▶ [About this exercise]:
The data should be printed again, exactly.

▶ [Given information]:
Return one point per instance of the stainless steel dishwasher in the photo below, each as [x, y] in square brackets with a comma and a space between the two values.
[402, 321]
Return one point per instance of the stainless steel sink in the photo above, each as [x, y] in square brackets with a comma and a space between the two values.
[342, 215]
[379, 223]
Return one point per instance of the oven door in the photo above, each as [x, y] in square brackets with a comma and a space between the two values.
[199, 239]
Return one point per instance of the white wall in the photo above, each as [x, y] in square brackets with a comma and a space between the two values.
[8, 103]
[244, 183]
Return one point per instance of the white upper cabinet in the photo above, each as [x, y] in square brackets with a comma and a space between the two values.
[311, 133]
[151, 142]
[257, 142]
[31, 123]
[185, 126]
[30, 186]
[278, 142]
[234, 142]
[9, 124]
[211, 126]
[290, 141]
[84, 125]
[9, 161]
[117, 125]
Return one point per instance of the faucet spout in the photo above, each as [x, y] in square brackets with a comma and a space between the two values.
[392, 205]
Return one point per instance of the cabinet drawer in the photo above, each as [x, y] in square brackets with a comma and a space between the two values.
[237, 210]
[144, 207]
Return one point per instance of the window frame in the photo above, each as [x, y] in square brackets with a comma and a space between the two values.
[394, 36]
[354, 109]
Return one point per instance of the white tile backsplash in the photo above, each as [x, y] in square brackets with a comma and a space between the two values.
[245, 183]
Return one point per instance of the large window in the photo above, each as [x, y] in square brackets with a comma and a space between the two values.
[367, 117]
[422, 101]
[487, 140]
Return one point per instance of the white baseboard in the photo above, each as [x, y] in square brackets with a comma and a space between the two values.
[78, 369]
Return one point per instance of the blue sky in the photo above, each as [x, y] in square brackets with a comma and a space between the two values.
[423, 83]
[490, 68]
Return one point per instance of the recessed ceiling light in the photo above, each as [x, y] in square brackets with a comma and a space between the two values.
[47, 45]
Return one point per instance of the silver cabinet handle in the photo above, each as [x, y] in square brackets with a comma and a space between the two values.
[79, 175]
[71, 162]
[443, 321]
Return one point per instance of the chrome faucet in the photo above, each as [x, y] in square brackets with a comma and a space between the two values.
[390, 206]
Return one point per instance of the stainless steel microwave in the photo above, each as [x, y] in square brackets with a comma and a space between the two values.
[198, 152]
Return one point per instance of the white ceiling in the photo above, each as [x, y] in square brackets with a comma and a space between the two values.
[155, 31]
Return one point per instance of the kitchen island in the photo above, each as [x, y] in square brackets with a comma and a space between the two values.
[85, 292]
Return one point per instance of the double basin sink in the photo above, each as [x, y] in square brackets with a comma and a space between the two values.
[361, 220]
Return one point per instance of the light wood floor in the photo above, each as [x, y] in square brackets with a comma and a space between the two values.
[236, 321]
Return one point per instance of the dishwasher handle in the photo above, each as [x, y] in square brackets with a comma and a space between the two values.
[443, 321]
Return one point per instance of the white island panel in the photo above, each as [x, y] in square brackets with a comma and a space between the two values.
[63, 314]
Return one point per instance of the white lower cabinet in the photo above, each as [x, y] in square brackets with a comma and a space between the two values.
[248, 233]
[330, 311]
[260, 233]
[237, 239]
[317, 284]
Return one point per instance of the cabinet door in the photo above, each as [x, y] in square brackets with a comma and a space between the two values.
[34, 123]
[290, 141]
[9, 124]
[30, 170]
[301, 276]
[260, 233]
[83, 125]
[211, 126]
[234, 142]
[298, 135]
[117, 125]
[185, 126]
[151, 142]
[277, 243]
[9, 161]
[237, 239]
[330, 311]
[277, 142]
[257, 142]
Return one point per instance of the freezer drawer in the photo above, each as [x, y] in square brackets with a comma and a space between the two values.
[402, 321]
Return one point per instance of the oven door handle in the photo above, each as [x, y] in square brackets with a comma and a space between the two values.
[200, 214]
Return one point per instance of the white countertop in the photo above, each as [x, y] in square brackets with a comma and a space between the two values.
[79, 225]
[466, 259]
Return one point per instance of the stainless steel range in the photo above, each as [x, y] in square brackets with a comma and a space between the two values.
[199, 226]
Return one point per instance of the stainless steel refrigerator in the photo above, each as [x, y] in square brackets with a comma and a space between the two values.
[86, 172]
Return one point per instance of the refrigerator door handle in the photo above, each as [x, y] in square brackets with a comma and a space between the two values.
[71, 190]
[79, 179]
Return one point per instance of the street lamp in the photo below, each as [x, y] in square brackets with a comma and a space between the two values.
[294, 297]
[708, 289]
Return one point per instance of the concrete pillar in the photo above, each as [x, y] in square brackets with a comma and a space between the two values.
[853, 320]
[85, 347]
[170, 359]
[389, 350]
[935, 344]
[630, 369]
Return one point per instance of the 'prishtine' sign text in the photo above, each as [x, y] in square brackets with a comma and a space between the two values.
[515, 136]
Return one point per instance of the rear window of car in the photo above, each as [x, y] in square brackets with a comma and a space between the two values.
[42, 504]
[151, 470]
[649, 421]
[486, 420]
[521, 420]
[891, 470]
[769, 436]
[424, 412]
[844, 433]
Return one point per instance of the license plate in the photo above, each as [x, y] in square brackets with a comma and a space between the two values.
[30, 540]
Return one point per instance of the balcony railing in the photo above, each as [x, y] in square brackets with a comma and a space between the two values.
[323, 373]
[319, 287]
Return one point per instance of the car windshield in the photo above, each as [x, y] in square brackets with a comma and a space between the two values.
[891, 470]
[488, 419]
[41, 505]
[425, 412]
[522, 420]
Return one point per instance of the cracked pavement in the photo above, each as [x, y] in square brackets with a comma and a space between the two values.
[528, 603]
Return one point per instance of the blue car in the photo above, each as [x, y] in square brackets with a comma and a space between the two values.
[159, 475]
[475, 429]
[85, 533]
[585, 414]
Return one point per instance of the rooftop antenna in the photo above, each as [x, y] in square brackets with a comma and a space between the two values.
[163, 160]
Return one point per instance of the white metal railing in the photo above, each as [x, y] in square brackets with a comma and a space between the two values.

▶ [Answer for the task]:
Return one point per instance of the stainless steel dishwasher in the photo below, each as [x, y] in square brackets with a comma and a space between the two values.
[402, 321]
Return one point per instance of the stainless steel sink in the photo above, each as [x, y] in square brackets with a comma and a space between the two values.
[342, 215]
[379, 223]
Return one point per instance of the oven door in the photo above, each as [x, y] in square brackets with a comma and a space between the two values.
[199, 239]
Return one point per instance of the white wall in the photo above, each as [x, y] in square brackets with a comma and a space between the two values.
[8, 103]
[244, 183]
Return one point per instance of the white upper cabinet in the photo above, each as [x, y] in square brackets with a comma and a space between the two values.
[311, 133]
[151, 142]
[257, 142]
[31, 123]
[185, 126]
[30, 186]
[278, 142]
[234, 142]
[9, 124]
[211, 126]
[290, 141]
[84, 125]
[9, 161]
[117, 125]
Return one point per instance of the faucet spout in the photo above, each as [x, y] in square brackets with a comma and a space between the two values.
[392, 205]
Return one point per instance of the cabinet drawer in the photo above, each as [x, y] in square brackets with a comma and a space between the two values.
[237, 210]
[144, 207]
Return one point per instance of the window frame in the photo above, each as [x, y] in square brackets with a comma and a space between the two values.
[394, 36]
[354, 109]
Return one point per instance of the white tile backsplash in the photo above, each as [x, y] in square brackets with a comma and a space between the two values.
[245, 183]
Return one point per instance of the large window in the photo above, each as [x, y] in square brackets with a comma and a space between the two values.
[367, 117]
[422, 101]
[487, 140]
Return one point per instance of the white baseboard in the photo above, each as [x, y] in square brackets with a comma and a space between the two values.
[78, 369]
Return one point per instance of the blue sky in the photo above, each as [x, y] in square brackets with a comma and a space between the two values.
[423, 83]
[490, 68]
Return one point per instance of the recessed ceiling light in the photo above, each as [x, y] in square brackets with a comma and a space between the two values.
[47, 45]
Return one point per instance of the silver cabinet handle in the photo above, each as [x, y] in square brackets with a comma and a space between the two values.
[79, 175]
[71, 162]
[443, 321]
Return one point per instance of the chrome faucet in the photo above, each as [x, y] in square brackets with a comma and a space between the two values.
[390, 206]
Return one point per instance of the stainless steel microwave in the photo above, each as [x, y] in square brackets with a comma and a space between the two values.
[198, 152]
Return one point per instance of the white ceiling in the photo above, each as [x, y] in square brackets with a comma and a space between the two values.
[155, 31]
Return one point per instance of the kitchen island in the photo above, each as [x, y] in square brackets with a comma and a space between the two values.
[85, 292]
Return one point per instance of the double basin sink in the photo above, each as [x, y] in square brackets with a comma and a space between the two values.
[361, 220]
Return one point per instance of the light wood floor in the photo above, each as [x, y] in square brackets with a comma and a space between the two values.
[236, 321]
Return one point per instance of the dishwasher handle in the photo above, each as [x, y] in square brackets with a comma and a space between the two values.
[443, 321]
Return one point per instance of the white island panel in the photo above, each as [x, y] in square brackets with a comma and a space between the two values.
[63, 314]
Return one point per instance of the white lower cabinet in the photo above, each as [x, y] in square brackets with a comma and a space between the two values.
[248, 233]
[330, 311]
[260, 233]
[237, 239]
[317, 284]
Return one point per instance of the cabinet door in the photo above, each as [x, y] in square brackets with a comma and a space between the two values.
[34, 123]
[290, 141]
[9, 124]
[30, 170]
[301, 276]
[260, 233]
[83, 125]
[211, 126]
[234, 142]
[298, 135]
[117, 125]
[185, 126]
[151, 142]
[277, 243]
[9, 161]
[237, 239]
[330, 311]
[277, 142]
[257, 142]
Return one point per instance of the freezer drawer in the photo above, each as [x, y] in square brackets with a comma and a space between the two values.
[402, 321]
Return one point per instance of the oven door handle in the photo above, each as [x, y] in square brackets with a comma and a space between the two values.
[200, 214]
Return one point per instance of the white countertop in the photo above, each as [x, y] in square brackets with a comma and a space between the two values.
[79, 225]
[466, 259]
Return one point per instance of the stainless steel range in the photo above, each as [x, y] in square brackets with a comma and a space between the two values.
[199, 226]
Return one point per instance of the stainless steel refrigerator in the photo above, each as [x, y] in square brackets with a comma and a space between the two values.
[86, 172]
Return one point per instance of the refrigerator door handle in the photo above, each as [x, y] in square brackets with a comma and a space between the two values.
[71, 190]
[79, 179]
Return one point per instance of the street lamp in the photo below, each as [x, y] in square brackets with a comma and a space between the two values.
[294, 297]
[708, 289]
Return one point per instance of the concrete pillar in the photo above, each as [x, y] in square brackets with a comma and a space between the two values.
[853, 320]
[85, 347]
[170, 359]
[389, 350]
[935, 344]
[630, 369]
Return one point per instance of the 'prishtine' sign text in the photo above, each as [x, y] in square brackets with a comma and a space between the two values.
[515, 136]
Return one point per instance of the rear window of car in the photo above, each as [x, y] in square brackets with a comma and a space between the two values.
[42, 504]
[151, 470]
[649, 421]
[486, 420]
[521, 420]
[891, 470]
[769, 436]
[424, 412]
[844, 433]
Return one point per instance of the license plate in the photo above, each as [x, y] in square brackets with a comma and a space between the two values.
[30, 540]
Return one point per instance of the balcony railing in the photo above, each as [x, y] in square brackets with a comma and a space between the two values.
[323, 373]
[319, 287]
Return one point per instance of the car windshield in the photo above, each as [x, y] in square brackets with a comma and a space between the two values.
[891, 470]
[488, 419]
[41, 505]
[425, 412]
[522, 420]
Return one point per instance of the cracked pavement in the photo above, each as [x, y] in square brackets with a comma and a space between the two values.
[528, 603]
Return one point per instance of the blue car in the photo above, each as [x, y] in square brackets with a comma and a space between the two values.
[159, 475]
[475, 429]
[85, 533]
[585, 414]
Return one point per instance of the rooftop antenna in the photo above, each as [x, y] in square brackets with a comma and a space between the two values.
[163, 160]
Return one point per instance of the white metal railing in the photo above, each as [x, y] in square brackets with a comma and a space between the two values.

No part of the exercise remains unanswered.